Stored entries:

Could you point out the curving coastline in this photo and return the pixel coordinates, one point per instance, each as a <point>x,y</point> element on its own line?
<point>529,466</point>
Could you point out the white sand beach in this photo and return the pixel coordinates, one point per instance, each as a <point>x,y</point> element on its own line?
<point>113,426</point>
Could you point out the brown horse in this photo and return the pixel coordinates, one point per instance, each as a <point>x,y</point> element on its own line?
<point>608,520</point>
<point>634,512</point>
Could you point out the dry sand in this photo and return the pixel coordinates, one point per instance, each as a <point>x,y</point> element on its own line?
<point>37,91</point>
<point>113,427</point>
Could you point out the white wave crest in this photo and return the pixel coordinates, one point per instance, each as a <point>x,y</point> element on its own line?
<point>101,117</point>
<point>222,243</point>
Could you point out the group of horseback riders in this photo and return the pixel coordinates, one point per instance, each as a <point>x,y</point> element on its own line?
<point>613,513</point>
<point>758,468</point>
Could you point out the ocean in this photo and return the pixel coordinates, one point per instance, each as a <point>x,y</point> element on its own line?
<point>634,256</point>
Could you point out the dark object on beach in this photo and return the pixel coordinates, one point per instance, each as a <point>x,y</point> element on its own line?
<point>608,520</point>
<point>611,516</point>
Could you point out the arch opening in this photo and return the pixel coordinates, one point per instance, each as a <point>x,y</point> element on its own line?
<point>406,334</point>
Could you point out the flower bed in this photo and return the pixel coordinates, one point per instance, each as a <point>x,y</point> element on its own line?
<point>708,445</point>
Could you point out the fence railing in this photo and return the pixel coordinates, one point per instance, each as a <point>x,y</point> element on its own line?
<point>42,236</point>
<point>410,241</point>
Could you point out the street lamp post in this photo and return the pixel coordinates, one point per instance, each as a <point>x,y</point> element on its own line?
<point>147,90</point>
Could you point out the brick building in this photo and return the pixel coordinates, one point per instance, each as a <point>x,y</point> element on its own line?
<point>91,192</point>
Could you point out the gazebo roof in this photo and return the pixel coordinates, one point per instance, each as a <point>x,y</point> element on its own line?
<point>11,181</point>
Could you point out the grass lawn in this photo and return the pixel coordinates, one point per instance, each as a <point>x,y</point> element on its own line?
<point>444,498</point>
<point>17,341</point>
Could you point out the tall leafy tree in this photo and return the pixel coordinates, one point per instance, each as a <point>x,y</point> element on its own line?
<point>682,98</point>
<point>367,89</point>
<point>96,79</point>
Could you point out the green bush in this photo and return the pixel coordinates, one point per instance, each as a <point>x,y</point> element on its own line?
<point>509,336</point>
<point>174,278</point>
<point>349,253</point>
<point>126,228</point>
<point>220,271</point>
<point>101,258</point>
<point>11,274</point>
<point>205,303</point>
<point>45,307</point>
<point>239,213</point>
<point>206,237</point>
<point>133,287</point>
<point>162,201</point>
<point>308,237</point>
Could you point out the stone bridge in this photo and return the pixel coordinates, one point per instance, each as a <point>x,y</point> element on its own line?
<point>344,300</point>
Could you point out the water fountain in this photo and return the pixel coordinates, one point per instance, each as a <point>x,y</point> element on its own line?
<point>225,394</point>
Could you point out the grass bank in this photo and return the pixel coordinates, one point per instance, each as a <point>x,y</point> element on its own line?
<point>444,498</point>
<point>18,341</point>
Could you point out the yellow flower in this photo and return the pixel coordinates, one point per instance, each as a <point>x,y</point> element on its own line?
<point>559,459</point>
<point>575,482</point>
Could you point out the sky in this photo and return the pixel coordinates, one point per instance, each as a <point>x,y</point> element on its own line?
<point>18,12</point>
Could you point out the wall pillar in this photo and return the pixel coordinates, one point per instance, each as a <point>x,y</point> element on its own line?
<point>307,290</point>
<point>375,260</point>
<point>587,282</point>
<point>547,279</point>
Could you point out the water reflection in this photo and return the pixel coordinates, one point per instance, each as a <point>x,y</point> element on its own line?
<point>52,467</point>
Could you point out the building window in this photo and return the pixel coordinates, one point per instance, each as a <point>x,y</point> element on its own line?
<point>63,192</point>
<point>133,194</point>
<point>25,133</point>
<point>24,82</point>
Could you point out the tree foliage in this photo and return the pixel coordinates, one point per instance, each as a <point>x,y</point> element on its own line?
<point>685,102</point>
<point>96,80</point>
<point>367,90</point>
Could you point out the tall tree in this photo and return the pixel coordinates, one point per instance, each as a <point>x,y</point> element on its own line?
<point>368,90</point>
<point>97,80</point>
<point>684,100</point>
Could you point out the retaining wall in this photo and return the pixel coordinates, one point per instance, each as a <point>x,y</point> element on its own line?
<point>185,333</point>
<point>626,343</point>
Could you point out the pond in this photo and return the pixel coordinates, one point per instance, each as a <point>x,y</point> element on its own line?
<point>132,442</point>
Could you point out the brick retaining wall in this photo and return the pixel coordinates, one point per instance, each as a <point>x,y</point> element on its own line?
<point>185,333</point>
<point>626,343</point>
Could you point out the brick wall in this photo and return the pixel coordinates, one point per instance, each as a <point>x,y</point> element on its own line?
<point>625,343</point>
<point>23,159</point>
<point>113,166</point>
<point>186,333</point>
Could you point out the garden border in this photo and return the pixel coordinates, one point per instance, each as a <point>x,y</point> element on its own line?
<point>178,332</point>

## What this task involves
Without changing a single character, write out all of the entries.

## Your solution
Could you point out the curving coastline in this photo and return the pixel coordinates, one point per instance, each as a <point>x,y</point> element on its own line?
<point>529,466</point>
Could you point out the white sand beach in this photo and return the pixel coordinates, one point per instance, each as a <point>x,y</point> element on its own line?
<point>113,426</point>
Could you point out the brown horse in this photo and return the pixel coordinates, one point per instance, each as a <point>x,y</point> element on its own line?
<point>608,520</point>
<point>634,512</point>
Could you point out the dry sand in this photo and return the pixel coordinates, one point per instance, each as a <point>x,y</point> element on its own line?
<point>37,91</point>
<point>113,427</point>
Could you point out the white wave crest in this photo and return the pixel coordinates, one point per instance, each as a <point>x,y</point> element on its own line?
<point>101,117</point>
<point>222,243</point>
Could you point out the group of horseback riders in this photo and return the pixel coordinates, one point per instance, each as a <point>x,y</point> element on its own line?
<point>613,513</point>
<point>758,468</point>
Could you point out the ocean in this photo and return the pixel coordinates, one point per instance, each as a <point>x,y</point> element on its own line?
<point>634,256</point>
Could you point out the dark object on beach in this photo and return the pixel coordinates, one point per instance, each as a <point>x,y</point> element on its own line?
<point>608,520</point>
<point>611,516</point>
Could you point out the arch opening in this photo and return the pixel coordinates, one point per instance, each as a <point>x,y</point> element on its own line?
<point>406,334</point>
Could you point out the flower bed in this photo and return the pixel coordinates, one point per instance, each as a <point>x,y</point> element on its own line?
<point>708,445</point>
Could you point out the fence railing in this photo and return the pixel coordinates, one point per instance, each as a <point>x,y</point> element on its own line?
<point>42,236</point>
<point>410,241</point>
Could you point out the street lamp post in this photo and return the pixel coordinates, one point per instance, each as a <point>x,y</point> element on its own line?
<point>147,90</point>
Could you point out the brick building in this photo and return the pixel coordinates, one point per instance, each as a <point>x,y</point> element on its own line?
<point>91,192</point>
Could you point out the gazebo roof in this photo and return the pixel coordinates, one point per instance, each as a <point>x,y</point> element on its own line?
<point>11,181</point>
Could you point out the grass lawn in this photo and return the pixel coordinates, one point per instance, each as a <point>x,y</point> element on its own line?
<point>444,498</point>
<point>17,341</point>
Could you point out the tall leafy tree in this photo and return the pixel coordinates, one point per instance, each as a <point>x,y</point> element on its own line?
<point>682,98</point>
<point>367,89</point>
<point>96,79</point>
Could you point out the green bush in this photo and return the pixel coordinates, one point per instance, each as a <point>x,y</point> element on its own line?
<point>509,336</point>
<point>174,278</point>
<point>349,253</point>
<point>126,228</point>
<point>220,271</point>
<point>101,258</point>
<point>11,274</point>
<point>205,303</point>
<point>45,307</point>
<point>239,213</point>
<point>206,237</point>
<point>133,287</point>
<point>162,201</point>
<point>308,237</point>
Could you point out the stone bridge in this photo and return the pixel coordinates, one point per instance, each as a <point>x,y</point> element on its own line?
<point>344,300</point>
Could you point out the water fountain in this photo and return the pixel coordinates, one point per instance, each as a <point>x,y</point> element on its own line?
<point>225,394</point>
Could you point out the grass bank in this photo and return the pixel coordinates, one point per instance, each as a <point>x,y</point> element on its own line?
<point>444,498</point>
<point>18,341</point>
Could you point out the yellow flower in this photo and return the pixel coordinates, one point per instance, each as a <point>x,y</point> element on its own line?
<point>559,459</point>
<point>575,482</point>
Could you point out the sky in this photo and return the pixel coordinates, one point per instance, each as a <point>x,y</point> element on its own line?
<point>18,12</point>
Could you point out the wall pillar in this photo and return the pixel coordinates, one point per instance, each as a <point>x,y</point> element on its own line?
<point>307,290</point>
<point>375,260</point>
<point>587,282</point>
<point>547,279</point>
Could you point out the water reflection in this photo and return the pixel coordinates, one point per instance, each as a <point>x,y</point> element on its own line?
<point>52,467</point>
Could you point out the building window in this photo and return the pixel coordinates, one point per instance, each as a <point>x,y</point> element on its own line?
<point>63,192</point>
<point>133,194</point>
<point>25,133</point>
<point>24,82</point>
Could you point out the tree foliage in this photo and return the pixel coordinates, one point per instance, each as a <point>x,y</point> element on its own line?
<point>685,102</point>
<point>96,80</point>
<point>367,90</point>
Could you point out the tall tree in this photo and return the pixel coordinates, one point per instance, each as a <point>x,y</point> element on its own line?
<point>368,90</point>
<point>97,80</point>
<point>684,100</point>
Could you point out the retaining wall in this photo and return the pixel coordinates, one point per instance, each as a <point>x,y</point> element on its own line?
<point>185,333</point>
<point>626,343</point>
Could you point out the pond in this photo and return the pixel coordinates, one point per instance, each as a <point>x,y</point> element on its own line?
<point>132,442</point>
Could you point out the brick retaining wall in this photo and return the pixel coordinates, one point per instance, each as a <point>x,y</point> element on its own line?
<point>185,333</point>
<point>626,343</point>
Could you point out the brick wall in this photo and return the pixel coordinates, one point per instance, each as a <point>x,y</point> element on its own line?
<point>625,343</point>
<point>23,159</point>
<point>113,166</point>
<point>186,333</point>
Could you point out the garden border in this photo and return the pixel coordinates, one point per instance, each as a <point>x,y</point> element on its own line?
<point>178,332</point>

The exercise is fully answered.